EXERCISE PROMPT:
For this exercise, reproduce the entries below exactly, but only from the line containing "Target: dark wood cabinet" through the line containing "Find the countertop", both included.

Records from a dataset
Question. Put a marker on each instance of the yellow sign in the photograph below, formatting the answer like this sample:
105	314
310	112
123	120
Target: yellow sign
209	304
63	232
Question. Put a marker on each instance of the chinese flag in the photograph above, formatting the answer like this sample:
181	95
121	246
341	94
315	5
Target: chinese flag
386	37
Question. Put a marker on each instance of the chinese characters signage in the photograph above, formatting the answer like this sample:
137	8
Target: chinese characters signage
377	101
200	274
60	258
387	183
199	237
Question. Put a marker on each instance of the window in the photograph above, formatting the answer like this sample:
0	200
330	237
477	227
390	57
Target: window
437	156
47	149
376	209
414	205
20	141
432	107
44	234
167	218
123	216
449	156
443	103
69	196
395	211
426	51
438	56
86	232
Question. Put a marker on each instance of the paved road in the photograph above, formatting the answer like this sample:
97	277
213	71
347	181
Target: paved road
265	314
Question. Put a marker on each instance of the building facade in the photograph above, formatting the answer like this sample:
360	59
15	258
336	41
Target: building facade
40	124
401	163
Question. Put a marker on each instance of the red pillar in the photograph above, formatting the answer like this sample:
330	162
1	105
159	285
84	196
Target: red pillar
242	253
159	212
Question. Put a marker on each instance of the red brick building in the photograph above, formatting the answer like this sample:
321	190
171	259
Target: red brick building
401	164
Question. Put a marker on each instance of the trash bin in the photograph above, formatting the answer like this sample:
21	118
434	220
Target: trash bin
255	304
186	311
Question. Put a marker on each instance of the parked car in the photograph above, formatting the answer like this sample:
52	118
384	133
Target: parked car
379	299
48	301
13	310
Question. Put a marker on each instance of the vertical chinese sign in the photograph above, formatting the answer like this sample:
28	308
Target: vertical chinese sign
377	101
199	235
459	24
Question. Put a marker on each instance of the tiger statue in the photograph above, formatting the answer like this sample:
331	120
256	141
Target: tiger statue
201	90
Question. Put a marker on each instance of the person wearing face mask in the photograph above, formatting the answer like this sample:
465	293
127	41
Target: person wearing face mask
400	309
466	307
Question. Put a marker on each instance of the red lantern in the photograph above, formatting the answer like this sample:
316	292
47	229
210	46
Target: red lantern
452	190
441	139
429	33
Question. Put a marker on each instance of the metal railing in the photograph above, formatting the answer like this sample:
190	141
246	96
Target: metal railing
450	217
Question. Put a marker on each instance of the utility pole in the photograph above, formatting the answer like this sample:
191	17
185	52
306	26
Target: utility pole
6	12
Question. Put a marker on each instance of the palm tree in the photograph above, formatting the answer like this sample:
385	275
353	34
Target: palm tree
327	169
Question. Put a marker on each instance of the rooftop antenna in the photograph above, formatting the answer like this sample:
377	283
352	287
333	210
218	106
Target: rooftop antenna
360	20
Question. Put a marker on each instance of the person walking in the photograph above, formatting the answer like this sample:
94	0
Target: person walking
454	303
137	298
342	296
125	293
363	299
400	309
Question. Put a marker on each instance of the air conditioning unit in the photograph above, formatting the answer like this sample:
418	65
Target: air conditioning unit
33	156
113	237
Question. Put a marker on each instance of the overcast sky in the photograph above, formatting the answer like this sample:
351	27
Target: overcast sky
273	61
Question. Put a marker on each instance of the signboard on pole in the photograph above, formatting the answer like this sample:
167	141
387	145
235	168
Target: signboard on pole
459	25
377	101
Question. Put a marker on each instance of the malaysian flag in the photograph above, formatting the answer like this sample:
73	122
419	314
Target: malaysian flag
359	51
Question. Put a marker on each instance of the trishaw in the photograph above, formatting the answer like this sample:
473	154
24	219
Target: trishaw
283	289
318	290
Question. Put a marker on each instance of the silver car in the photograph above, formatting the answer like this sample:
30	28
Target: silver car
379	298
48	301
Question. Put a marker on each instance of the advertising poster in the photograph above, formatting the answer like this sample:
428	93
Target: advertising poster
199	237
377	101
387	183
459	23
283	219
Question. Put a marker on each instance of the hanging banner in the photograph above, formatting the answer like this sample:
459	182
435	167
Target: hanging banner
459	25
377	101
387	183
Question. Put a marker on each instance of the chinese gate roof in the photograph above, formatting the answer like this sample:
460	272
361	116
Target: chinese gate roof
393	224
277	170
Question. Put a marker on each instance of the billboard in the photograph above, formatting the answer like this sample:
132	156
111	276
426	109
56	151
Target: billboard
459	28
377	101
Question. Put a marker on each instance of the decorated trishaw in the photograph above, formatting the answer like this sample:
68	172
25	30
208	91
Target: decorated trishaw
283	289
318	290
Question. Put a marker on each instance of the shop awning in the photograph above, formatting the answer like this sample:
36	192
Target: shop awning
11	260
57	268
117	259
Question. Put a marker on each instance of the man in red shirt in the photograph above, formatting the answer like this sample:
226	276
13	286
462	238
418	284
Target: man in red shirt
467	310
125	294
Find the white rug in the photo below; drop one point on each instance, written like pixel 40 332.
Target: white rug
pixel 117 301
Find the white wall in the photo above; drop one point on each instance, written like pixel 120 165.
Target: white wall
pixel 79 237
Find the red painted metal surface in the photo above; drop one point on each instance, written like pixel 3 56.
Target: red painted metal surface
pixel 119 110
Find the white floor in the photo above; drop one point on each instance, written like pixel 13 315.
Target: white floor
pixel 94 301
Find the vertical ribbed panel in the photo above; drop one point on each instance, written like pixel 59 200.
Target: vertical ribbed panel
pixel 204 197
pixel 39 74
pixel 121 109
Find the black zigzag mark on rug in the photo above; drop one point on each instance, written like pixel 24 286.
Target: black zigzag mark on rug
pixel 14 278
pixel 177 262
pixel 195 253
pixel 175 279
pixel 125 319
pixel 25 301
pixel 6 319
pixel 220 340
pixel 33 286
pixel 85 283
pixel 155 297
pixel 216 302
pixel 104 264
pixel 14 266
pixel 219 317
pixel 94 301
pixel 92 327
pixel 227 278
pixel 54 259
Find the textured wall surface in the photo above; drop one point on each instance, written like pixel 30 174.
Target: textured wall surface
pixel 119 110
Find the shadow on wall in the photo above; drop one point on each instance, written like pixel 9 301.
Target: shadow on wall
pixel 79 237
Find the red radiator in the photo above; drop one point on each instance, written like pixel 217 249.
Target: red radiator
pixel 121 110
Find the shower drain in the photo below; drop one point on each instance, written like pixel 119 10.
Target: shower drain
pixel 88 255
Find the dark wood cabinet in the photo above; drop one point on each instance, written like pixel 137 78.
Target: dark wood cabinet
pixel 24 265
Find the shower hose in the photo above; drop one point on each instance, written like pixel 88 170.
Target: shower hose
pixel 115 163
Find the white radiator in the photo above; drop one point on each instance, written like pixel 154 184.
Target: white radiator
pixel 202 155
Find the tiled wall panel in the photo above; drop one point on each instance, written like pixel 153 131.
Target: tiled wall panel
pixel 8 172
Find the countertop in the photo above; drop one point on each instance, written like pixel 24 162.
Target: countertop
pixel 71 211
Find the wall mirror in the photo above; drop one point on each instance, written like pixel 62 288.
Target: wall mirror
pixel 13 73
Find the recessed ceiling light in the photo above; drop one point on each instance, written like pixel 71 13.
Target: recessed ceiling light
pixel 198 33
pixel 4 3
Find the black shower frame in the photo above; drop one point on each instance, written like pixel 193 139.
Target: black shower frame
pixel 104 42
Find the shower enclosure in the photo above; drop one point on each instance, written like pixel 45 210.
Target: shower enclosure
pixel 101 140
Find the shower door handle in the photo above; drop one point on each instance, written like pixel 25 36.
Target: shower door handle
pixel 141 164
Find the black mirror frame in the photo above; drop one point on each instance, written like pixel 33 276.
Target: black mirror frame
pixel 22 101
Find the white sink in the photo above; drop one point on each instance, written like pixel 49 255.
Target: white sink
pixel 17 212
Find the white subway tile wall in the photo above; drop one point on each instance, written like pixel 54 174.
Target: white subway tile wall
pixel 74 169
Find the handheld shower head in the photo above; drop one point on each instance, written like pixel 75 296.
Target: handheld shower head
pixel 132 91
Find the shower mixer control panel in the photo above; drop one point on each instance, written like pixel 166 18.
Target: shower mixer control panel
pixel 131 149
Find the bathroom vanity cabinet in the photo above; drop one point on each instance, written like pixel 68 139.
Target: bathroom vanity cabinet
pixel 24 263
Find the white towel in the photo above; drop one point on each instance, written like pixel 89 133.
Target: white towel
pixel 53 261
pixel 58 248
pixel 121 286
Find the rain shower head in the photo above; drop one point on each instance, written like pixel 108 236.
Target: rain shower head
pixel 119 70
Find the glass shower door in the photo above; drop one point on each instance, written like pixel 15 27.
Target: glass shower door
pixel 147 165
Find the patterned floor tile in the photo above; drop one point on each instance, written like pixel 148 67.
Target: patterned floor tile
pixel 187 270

YOUR RESPONSE:
Target: dark wood cabinet
pixel 24 265
Find the shower hose in the photo above; drop one point on each instance, written like pixel 88 170.
Target: shower hose
pixel 115 163
Find the white radiator in the photo above; drop one point on each instance, written like pixel 154 184.
Target: white radiator
pixel 202 155
Find the tiled wall panel in the photo above; drop one point on each instance, written like pixel 153 131.
Target: tiled wall panel
pixel 8 172
Find the countertop in the photo above; drop one point on each instance, written like pixel 24 162.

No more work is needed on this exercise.